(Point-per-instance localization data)
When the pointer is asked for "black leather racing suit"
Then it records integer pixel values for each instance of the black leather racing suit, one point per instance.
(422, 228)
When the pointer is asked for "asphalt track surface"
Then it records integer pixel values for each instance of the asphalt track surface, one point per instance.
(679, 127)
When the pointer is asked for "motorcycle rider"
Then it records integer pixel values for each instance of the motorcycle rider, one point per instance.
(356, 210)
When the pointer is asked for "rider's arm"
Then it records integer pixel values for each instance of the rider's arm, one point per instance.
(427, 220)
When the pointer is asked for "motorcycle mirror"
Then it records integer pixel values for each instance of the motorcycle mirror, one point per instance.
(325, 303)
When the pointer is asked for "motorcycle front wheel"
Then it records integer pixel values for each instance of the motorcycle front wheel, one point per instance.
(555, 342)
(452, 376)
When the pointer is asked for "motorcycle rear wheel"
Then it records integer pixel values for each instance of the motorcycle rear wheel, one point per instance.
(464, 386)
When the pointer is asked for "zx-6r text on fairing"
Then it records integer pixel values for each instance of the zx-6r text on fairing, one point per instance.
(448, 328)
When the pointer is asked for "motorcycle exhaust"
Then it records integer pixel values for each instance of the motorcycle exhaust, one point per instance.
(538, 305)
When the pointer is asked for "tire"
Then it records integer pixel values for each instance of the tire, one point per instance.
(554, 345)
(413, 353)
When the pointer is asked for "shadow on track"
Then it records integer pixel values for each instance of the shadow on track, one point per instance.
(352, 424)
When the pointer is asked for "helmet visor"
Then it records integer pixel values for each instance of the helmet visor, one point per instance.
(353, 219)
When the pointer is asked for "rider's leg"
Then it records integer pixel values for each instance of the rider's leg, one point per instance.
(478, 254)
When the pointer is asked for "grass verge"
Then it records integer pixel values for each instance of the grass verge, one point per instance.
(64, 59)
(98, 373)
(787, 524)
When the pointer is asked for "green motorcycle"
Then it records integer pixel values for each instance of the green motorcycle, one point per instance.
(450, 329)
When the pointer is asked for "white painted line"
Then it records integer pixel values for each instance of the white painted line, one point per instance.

§ **What is being asked**
Each record above needs to be reproduced exactly as written.

§ **Written solution**
When the pointer is asked for "black leather racing suit"
Then it records integer pixel values for each instance of the black leather racing suit, one point per instance.
(422, 228)
When the pointer is asked for "asphalt track surface"
Then it records integer pixel values for each instance of the asphalt track surface, one point per instance.
(679, 127)
When the pointer is asked for "motorcycle rider"
Then it records integer pixel values for each instance of the motorcycle rider, one point per instance.
(356, 210)
When the pointer is asked for "rider's arm"
Then it records integer pixel values for each instance of the rider's arm, one point per instance.
(427, 220)
When the pointer is asked for "motorcycle mirror"
Then it records integer pixel values for each instance of the motorcycle mirror, one point per instance.
(325, 303)
When the pointer is asked for "motorcycle front wheel"
Then it records integer pixel values for each instance of the motorcycle front wheel, one point per instance.
(555, 342)
(452, 376)
When the pointer is asked for "motorcycle rear wheel"
Then it records integer pixel values for each instance of the motorcycle rear wheel, one point per instance.
(464, 386)
When the pointer is asked for "zx-6r text on fairing"
Then it records integer pixel values for each instance of the zx-6r text on fairing, one point per instance.
(448, 328)
When the pointer is asked for "motorcycle exhaust"
Then it records integer pixel values for each instance of the motorcycle exhaust, one point per instance.
(538, 305)
When the pointer is asked for "tire"
Then it records integer pixel values for each instance of the tire, one point per instance.
(554, 345)
(413, 353)
When the pointer is asked for "shadow on track"
Then it records integer pixel values for each instance of the shadow on track, one point per instance.
(352, 424)
When the pointer is asked for "helmet visor"
Then it records integer pixel values for each instance of the helmet visor, one point per instance.
(353, 219)
When the pointer is asked for "rider's leg"
Then it records integer pixel values for each instance of the rider's leg, one point per instance.
(478, 254)
When the pointer is asked for "grass verge"
Then it records integer pixel values for each instance of the grass verge, one point per instance.
(64, 59)
(98, 373)
(787, 524)
When the pointer is asked for "green motorcycle"
Then it records integer pixel values for each instance of the green motorcycle, one point per instance.
(450, 329)
When the pointer is asked for "white painted line"
Then it records integer pixel values for each instance of the white painted line, one point per instance.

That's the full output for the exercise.